CHALLENGE:
Show every line of the items below that contains the word "blue".

PROVIDED MATERIAL:
#####
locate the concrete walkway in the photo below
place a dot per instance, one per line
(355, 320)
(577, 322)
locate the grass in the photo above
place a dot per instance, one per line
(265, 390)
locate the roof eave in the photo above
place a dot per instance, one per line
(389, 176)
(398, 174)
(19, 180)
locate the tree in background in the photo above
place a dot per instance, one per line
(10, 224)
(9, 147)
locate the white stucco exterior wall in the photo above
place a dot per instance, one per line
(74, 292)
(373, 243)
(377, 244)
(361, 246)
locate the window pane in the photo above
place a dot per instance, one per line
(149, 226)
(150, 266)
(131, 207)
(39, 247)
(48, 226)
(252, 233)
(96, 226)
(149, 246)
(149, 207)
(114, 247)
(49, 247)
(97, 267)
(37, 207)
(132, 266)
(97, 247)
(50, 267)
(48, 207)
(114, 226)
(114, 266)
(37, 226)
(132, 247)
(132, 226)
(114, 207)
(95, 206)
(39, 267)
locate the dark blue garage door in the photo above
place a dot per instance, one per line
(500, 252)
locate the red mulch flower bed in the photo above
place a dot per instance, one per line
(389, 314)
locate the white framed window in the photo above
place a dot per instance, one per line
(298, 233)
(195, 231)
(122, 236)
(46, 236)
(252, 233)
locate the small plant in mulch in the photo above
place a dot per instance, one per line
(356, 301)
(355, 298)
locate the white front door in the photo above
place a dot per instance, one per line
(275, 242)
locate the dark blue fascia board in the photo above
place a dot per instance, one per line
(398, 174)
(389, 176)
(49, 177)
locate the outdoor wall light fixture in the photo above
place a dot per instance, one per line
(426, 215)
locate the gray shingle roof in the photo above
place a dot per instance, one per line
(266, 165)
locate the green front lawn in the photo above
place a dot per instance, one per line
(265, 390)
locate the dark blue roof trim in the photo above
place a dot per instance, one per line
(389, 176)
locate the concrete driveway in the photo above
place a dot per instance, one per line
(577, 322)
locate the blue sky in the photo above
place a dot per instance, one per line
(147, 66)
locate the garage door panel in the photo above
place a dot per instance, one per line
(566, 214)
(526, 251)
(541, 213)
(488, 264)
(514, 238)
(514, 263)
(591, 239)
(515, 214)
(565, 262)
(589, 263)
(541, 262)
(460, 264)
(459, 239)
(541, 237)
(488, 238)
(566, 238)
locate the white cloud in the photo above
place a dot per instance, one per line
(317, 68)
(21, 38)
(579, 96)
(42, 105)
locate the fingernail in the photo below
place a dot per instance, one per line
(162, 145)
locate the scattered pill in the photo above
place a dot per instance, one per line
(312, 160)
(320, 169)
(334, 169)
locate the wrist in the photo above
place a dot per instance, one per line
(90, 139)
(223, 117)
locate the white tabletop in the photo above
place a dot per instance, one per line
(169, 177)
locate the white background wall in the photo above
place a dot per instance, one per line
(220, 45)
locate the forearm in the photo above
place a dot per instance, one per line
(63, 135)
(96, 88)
#####
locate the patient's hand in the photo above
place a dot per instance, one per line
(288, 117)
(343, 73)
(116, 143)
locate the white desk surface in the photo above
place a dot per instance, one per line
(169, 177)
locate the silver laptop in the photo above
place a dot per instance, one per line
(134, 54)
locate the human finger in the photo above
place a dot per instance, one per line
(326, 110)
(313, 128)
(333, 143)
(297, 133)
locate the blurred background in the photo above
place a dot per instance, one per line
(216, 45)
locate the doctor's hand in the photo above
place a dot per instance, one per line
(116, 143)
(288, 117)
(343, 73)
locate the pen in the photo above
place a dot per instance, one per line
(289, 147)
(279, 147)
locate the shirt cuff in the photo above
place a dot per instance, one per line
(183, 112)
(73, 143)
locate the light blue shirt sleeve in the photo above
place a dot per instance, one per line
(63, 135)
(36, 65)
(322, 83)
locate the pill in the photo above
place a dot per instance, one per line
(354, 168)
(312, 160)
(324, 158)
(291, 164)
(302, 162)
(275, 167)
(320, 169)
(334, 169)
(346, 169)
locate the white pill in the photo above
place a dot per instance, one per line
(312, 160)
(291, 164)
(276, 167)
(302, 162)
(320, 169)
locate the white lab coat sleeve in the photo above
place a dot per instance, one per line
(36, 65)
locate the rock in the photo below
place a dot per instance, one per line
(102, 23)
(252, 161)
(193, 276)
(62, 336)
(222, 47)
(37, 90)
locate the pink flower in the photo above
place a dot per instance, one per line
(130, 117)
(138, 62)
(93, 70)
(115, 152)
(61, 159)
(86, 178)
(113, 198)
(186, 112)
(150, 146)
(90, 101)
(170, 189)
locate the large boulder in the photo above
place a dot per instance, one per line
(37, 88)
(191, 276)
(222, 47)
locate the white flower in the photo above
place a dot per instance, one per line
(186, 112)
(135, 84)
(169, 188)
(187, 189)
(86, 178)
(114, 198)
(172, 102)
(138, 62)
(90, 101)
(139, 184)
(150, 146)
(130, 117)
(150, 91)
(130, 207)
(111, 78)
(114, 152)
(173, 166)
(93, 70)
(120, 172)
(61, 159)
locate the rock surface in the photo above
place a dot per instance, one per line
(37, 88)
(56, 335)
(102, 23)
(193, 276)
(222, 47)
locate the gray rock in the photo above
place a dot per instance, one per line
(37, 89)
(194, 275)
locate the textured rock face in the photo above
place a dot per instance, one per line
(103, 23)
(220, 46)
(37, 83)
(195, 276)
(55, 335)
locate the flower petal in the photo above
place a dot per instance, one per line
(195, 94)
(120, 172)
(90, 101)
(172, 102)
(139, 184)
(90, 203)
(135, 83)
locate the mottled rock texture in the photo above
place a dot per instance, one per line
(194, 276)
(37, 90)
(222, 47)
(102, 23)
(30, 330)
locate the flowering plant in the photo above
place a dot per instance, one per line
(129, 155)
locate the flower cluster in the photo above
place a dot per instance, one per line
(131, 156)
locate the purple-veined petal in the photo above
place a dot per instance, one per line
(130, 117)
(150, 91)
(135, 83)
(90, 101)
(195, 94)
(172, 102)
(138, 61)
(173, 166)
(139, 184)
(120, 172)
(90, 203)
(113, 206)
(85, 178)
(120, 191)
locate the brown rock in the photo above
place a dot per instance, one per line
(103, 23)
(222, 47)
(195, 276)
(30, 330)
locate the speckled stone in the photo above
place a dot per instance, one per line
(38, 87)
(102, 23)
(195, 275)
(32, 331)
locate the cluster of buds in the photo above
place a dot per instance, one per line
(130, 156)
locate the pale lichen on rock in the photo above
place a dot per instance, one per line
#####
SOLUTION FOR THIS EXERCISE:
locate the dark blue garage door in the photo above
locate the dark blue fascia board in the photo above
locate the dark blue roof trim in the photo above
locate the blue sky in the photo above
locate the light blue shirt sleeve in the photo above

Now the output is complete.